[Exercise requirements]
Copy the records out unchanged, beginning at the line containing "side mirror -> outlines" and stopping after the line containing "POLYGON ((160 0, 142".
-- BEGIN The records --
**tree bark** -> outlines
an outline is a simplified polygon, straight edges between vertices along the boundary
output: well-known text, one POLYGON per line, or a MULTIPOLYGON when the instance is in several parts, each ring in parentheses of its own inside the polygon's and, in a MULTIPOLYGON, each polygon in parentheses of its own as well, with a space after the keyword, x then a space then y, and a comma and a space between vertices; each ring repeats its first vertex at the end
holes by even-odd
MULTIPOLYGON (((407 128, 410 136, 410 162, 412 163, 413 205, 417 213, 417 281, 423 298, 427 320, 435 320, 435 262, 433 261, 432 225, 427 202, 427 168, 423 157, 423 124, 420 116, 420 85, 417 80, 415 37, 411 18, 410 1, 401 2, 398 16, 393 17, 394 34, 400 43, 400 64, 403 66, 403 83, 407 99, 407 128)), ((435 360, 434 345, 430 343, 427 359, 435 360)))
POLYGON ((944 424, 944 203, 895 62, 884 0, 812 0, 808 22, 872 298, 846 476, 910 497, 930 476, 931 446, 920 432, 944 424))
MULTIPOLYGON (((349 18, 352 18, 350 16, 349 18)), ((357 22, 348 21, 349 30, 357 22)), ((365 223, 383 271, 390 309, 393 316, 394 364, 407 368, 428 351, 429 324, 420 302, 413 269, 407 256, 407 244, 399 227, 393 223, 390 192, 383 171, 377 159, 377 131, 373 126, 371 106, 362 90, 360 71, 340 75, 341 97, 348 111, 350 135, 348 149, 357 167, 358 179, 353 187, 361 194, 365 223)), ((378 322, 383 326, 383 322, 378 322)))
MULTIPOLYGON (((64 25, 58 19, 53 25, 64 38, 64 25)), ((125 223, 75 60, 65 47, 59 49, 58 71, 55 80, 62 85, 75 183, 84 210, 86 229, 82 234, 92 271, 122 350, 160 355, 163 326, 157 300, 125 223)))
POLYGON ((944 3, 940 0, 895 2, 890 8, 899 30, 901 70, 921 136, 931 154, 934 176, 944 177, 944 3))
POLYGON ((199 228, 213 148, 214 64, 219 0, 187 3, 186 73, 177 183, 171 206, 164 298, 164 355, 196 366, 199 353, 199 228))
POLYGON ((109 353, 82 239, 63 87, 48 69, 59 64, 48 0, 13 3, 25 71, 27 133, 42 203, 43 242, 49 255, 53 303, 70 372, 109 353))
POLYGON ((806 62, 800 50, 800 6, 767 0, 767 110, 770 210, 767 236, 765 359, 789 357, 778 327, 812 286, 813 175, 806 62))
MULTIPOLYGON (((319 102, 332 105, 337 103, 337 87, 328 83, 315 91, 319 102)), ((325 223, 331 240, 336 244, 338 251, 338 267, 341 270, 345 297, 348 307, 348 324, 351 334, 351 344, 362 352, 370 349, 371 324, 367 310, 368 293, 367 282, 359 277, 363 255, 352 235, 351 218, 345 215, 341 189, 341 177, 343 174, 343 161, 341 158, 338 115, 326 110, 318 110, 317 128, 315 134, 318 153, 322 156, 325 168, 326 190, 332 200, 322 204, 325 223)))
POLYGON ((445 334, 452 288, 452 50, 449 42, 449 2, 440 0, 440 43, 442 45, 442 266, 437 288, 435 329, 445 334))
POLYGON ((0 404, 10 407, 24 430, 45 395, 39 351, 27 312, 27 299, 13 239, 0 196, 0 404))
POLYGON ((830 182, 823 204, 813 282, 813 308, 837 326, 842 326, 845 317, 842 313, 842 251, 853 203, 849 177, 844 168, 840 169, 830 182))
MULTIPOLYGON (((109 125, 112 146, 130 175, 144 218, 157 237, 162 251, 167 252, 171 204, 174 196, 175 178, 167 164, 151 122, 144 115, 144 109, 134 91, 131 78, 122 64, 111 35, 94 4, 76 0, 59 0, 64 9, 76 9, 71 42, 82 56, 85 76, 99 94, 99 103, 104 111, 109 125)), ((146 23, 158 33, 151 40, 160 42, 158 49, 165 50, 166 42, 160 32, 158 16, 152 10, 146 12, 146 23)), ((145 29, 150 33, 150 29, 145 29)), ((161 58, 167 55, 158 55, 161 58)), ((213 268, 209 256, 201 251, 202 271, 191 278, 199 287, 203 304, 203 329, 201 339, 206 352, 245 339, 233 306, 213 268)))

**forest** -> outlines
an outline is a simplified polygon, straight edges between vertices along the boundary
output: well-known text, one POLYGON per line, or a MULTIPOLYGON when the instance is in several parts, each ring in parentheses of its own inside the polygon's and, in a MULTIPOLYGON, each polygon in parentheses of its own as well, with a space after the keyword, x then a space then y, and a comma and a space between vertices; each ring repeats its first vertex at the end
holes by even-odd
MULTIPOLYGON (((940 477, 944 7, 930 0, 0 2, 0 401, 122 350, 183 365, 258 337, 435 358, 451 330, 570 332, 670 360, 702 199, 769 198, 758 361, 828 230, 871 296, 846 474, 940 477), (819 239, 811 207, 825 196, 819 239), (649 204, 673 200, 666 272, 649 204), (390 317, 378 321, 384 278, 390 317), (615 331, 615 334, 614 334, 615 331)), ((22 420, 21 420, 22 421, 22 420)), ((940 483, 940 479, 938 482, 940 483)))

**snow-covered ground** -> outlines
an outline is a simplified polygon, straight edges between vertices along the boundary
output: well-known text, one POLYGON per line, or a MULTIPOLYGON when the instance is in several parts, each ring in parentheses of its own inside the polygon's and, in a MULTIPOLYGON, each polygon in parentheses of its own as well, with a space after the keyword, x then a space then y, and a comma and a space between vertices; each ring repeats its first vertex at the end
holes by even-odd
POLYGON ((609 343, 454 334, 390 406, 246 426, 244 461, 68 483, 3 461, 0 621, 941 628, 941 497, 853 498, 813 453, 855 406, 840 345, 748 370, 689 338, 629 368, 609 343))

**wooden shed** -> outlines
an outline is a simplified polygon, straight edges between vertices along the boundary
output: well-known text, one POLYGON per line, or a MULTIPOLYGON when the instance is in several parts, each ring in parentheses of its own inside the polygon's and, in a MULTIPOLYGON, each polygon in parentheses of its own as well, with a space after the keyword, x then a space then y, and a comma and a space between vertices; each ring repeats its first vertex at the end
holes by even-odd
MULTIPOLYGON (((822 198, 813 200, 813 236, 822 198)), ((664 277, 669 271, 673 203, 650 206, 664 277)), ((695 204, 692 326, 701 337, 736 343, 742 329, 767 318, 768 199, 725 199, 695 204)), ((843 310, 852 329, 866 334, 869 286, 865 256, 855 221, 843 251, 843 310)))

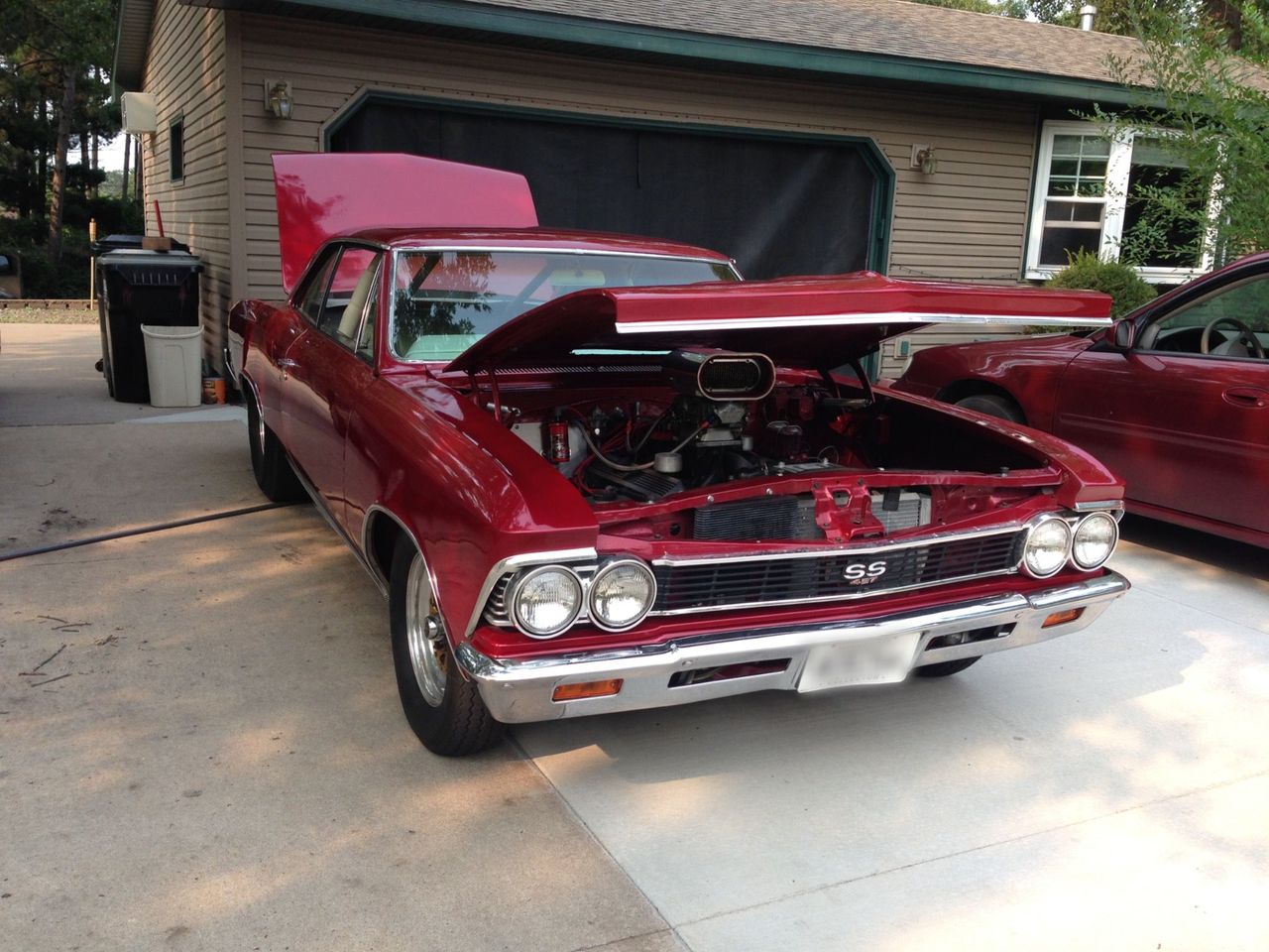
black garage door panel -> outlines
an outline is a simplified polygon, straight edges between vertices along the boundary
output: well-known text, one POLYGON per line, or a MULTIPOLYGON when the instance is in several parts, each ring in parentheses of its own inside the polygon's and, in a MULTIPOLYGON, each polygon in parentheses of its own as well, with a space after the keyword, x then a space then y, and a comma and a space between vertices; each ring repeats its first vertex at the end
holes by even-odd
POLYGON ((851 143, 671 132, 368 102, 336 152, 414 152, 518 171, 543 226, 687 241, 747 278, 868 264, 876 176, 851 143))

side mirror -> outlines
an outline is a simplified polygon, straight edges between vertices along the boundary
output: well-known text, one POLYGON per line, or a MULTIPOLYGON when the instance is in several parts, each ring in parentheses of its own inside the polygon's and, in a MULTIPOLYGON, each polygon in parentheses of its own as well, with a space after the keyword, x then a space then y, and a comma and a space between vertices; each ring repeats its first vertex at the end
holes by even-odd
POLYGON ((1110 347, 1122 354, 1132 350, 1137 339, 1137 325, 1134 321, 1118 320, 1110 325, 1110 347))

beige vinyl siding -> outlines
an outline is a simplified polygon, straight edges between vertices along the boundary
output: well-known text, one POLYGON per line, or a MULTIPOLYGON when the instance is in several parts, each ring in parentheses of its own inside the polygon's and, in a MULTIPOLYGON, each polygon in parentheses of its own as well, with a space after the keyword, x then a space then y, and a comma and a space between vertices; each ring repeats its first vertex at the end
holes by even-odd
MULTIPOLYGON (((1022 269, 1037 128, 1030 104, 600 62, 249 14, 241 37, 245 293, 251 296, 280 294, 269 156, 320 150, 324 126, 364 90, 868 136, 896 170, 890 274, 1015 283, 1022 269), (293 118, 265 112, 265 77, 291 81, 293 118), (910 168, 914 143, 934 146, 937 174, 910 168)), ((883 371, 895 368, 887 359, 883 371)))
POLYGON ((160 0, 142 89, 155 95, 159 131, 142 143, 146 234, 165 232, 203 260, 199 279, 207 357, 218 364, 230 303, 230 188, 226 151, 225 14, 160 0), (184 178, 171 182, 169 128, 184 122, 184 178))

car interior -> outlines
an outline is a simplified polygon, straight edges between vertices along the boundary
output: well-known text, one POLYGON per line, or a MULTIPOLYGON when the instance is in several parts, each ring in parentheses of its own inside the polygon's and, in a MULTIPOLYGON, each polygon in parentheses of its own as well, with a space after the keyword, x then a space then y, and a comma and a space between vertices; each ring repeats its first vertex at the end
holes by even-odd
POLYGON ((1264 360, 1269 275, 1218 288, 1173 311, 1145 330, 1140 349, 1264 360))

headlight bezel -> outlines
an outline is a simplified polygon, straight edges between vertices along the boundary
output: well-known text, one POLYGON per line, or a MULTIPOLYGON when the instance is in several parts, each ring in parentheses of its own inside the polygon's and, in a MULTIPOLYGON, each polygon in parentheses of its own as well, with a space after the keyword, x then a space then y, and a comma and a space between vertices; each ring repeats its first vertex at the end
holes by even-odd
POLYGON ((1080 571, 1086 571, 1086 572, 1096 571, 1103 565, 1110 561, 1110 556, 1114 555, 1114 550, 1118 545, 1119 545, 1119 522, 1114 518, 1114 514, 1109 512, 1089 513, 1075 524, 1075 528, 1071 532, 1071 565, 1074 565, 1080 571), (1104 520, 1110 523, 1110 545, 1107 547, 1107 553, 1104 559, 1100 559, 1093 562, 1091 565, 1085 565, 1084 562, 1080 561, 1079 556, 1076 555, 1076 542, 1079 541, 1080 532, 1082 532, 1084 528, 1093 520, 1098 522, 1104 520))
POLYGON ((1018 560, 1019 565, 1022 566, 1023 571, 1025 571, 1033 579, 1051 579, 1055 575, 1057 575, 1060 571, 1062 571, 1062 569, 1065 569, 1066 565, 1070 562, 1070 560, 1071 560, 1071 543, 1072 543, 1074 539, 1075 539, 1075 529, 1071 528, 1071 523, 1070 522, 1067 522, 1066 519, 1063 519, 1061 515, 1058 515, 1056 513, 1048 513, 1046 515, 1042 515, 1041 518, 1036 519, 1030 524, 1030 527, 1027 529, 1027 538, 1023 541, 1022 556, 1018 560), (1041 572, 1041 571, 1037 571, 1036 569, 1032 567, 1032 565, 1030 565, 1030 562, 1028 560, 1028 553, 1030 551, 1032 541, 1036 538, 1036 533, 1039 532, 1046 526, 1055 524, 1055 523, 1058 524, 1058 526, 1061 526, 1062 529, 1066 532, 1066 546, 1063 548, 1062 557, 1057 562, 1057 565, 1055 565, 1053 569, 1049 570, 1049 571, 1047 571, 1047 572, 1041 572))
POLYGON ((520 571, 513 580, 506 593, 506 613, 515 626, 516 631, 528 638, 534 641, 548 641, 563 635, 569 628, 571 628, 576 622, 577 617, 581 614, 581 609, 586 605, 586 586, 582 585, 581 578, 577 575, 576 570, 567 565, 548 564, 538 565, 532 569, 525 569, 520 571), (572 607, 572 612, 563 625, 556 626, 549 631, 533 631, 520 616, 520 594, 524 590, 524 585, 539 575, 546 572, 558 572, 566 575, 572 580, 574 588, 576 589, 577 598, 572 607))
POLYGON ((655 604, 656 604, 656 572, 654 572, 652 567, 642 559, 636 559, 633 556, 617 556, 615 559, 609 559, 604 562, 600 562, 599 567, 595 569, 594 575, 591 575, 586 583, 586 618, 590 621, 591 625, 594 625, 596 628, 600 628, 602 631, 608 631, 608 632, 629 631, 640 622, 642 622, 645 618, 647 618, 648 612, 652 611, 652 605, 655 604), (634 616, 633 621, 629 621, 624 625, 610 625, 604 621, 603 616, 596 609, 595 594, 598 592, 599 581, 604 578, 604 575, 622 566, 633 566, 634 569, 638 569, 647 576, 648 597, 647 597, 647 603, 643 605, 643 611, 641 611, 637 616, 634 616))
-- END The records --
[Problem solution]
side mirror -> outlines
an outline is a simplified polygon, straight edges between vertices along the boundary
output: well-known text, one POLYGON per line, or a MULTIPOLYGON when the instance is in several parts, each ring in parentheses of its own inside the polygon's and, in a MULTIPOLYGON, each polygon in parentheses of its own as well, with a space after the keyword, x then a space then y, and a comma and a space between vertices; each ring repeats its first vertex at the end
holes by even-odd
POLYGON ((1110 347, 1122 354, 1132 350, 1137 339, 1137 325, 1134 321, 1118 320, 1110 325, 1110 347))

beige vinyl siding -> outlines
an outline is a simplified polygon, straight edges between vertices along the boundary
output: well-known text, one POLYGON per line, or a MULTIPOLYGON when the instance is in several parts, each ring in parentheses of its own inside the polygon's and, in a MULTIPOLYGON, each polygon in parentheses of its own as well, with a space after the keyword, x then a space then y, and a comma and a space between vertices; each ring repeats its first vertex at the end
holes by even-odd
MULTIPOLYGON (((1022 269, 1037 128, 1030 104, 600 62, 249 14, 241 37, 245 293, 251 296, 280 294, 269 156, 320 150, 324 126, 364 90, 868 136, 896 170, 890 274, 1015 283, 1022 269), (293 118, 265 112, 265 77, 291 81, 293 118), (910 168, 914 143, 934 146, 937 174, 910 168)), ((883 371, 895 368, 887 359, 883 371)))
POLYGON ((160 0, 142 89, 155 95, 159 131, 142 143, 146 234, 165 232, 203 260, 199 279, 207 357, 218 364, 230 303, 230 188, 226 151, 225 14, 160 0), (184 178, 171 182, 169 128, 184 122, 184 178))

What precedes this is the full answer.